[[ Data for this task, beginning ]]

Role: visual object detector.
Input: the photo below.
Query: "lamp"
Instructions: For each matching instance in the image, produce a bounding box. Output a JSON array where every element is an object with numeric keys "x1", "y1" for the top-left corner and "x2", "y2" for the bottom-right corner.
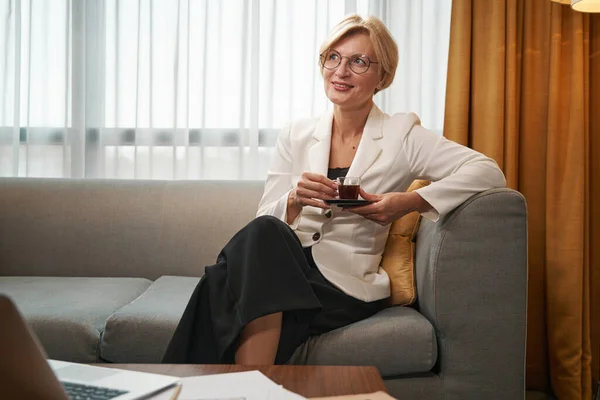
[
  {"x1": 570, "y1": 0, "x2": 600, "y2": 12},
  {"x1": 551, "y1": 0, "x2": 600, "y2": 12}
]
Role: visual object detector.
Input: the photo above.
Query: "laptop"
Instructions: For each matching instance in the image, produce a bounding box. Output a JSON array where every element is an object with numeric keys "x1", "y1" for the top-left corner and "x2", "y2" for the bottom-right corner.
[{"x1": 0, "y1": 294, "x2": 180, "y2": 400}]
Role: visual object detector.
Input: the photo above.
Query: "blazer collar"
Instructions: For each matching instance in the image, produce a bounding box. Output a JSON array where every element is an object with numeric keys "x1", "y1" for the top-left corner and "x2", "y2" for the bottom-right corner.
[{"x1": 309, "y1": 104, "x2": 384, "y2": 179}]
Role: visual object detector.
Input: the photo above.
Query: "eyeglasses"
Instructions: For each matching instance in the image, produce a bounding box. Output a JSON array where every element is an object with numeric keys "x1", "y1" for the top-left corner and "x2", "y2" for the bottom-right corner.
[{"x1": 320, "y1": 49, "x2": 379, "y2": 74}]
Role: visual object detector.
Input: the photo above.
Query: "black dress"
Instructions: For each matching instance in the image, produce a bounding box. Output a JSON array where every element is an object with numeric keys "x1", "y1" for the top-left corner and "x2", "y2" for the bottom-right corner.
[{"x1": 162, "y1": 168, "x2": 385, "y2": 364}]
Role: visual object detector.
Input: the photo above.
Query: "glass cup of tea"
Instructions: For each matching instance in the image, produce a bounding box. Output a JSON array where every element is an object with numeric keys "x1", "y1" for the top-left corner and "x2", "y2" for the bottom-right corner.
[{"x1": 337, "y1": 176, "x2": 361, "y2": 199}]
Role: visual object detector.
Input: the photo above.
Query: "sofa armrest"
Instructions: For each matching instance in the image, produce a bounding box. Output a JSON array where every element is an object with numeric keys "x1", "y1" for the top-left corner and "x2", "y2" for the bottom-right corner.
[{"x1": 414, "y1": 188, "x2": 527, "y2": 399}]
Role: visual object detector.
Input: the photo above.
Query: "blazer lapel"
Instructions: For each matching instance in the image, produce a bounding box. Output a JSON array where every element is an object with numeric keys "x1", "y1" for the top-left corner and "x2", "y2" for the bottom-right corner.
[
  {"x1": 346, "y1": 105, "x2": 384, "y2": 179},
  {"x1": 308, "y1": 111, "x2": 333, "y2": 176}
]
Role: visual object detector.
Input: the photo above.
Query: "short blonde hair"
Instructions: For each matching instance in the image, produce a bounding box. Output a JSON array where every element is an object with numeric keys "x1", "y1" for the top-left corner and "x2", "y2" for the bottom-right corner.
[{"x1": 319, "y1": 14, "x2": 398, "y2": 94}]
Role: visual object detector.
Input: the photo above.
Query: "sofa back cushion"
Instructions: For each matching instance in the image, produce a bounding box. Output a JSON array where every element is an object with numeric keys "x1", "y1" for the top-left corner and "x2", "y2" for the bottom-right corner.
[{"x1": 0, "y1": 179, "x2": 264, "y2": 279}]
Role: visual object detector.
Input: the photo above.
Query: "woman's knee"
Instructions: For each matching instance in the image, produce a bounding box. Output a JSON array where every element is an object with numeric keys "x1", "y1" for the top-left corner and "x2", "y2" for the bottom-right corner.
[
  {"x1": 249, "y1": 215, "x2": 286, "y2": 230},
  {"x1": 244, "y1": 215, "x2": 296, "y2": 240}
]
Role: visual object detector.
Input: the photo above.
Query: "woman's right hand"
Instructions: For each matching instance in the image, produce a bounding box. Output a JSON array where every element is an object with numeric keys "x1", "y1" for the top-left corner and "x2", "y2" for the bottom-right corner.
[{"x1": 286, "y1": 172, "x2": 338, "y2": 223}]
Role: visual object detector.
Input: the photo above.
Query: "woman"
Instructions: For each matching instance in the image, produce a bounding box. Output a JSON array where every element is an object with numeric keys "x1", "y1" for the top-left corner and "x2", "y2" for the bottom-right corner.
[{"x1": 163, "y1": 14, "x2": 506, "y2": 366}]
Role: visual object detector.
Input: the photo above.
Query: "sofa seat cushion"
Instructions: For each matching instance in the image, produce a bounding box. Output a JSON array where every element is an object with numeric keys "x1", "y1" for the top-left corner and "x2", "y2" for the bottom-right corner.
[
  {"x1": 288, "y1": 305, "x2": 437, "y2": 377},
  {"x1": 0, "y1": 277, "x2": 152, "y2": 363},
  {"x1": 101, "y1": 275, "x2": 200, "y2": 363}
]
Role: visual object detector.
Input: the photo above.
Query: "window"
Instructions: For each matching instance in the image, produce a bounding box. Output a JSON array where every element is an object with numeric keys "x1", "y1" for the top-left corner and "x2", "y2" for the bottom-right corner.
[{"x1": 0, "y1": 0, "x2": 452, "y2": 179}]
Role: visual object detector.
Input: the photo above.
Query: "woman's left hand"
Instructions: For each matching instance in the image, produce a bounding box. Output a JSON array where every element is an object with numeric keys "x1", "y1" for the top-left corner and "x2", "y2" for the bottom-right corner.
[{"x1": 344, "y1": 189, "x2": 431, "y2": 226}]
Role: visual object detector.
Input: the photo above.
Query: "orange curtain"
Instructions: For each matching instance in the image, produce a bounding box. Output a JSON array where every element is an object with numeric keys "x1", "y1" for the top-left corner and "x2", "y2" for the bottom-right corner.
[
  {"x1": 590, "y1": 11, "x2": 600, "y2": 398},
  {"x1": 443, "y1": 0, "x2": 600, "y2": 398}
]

[[ Data for this task, end ]]
[[ Data for this task, beginning ]]

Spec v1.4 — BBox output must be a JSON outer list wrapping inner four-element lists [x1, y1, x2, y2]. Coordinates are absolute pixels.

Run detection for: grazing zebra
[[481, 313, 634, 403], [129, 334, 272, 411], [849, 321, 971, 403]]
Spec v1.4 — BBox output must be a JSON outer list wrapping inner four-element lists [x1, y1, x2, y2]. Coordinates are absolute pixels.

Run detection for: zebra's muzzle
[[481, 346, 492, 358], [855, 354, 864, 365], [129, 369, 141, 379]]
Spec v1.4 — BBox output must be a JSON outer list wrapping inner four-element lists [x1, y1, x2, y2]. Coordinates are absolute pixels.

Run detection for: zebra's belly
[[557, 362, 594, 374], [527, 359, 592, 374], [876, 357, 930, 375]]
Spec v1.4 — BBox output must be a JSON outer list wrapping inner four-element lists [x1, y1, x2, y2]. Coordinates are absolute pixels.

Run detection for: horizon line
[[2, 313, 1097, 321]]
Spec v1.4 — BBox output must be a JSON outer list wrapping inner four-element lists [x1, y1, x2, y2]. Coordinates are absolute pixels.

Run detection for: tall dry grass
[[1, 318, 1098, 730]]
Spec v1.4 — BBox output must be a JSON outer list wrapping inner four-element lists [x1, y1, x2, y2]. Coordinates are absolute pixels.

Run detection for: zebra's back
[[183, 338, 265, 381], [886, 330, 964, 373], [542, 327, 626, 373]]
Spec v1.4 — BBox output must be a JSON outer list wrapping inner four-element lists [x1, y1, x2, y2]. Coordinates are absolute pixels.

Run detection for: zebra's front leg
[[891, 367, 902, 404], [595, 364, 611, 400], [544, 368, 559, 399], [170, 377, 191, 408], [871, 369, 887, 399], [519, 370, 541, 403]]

[[ Data for this task, end ]]

Copy each line above where "hand" appears.

• _Task response_:
Query: "woman's right hand"
Query: "woman's left hand"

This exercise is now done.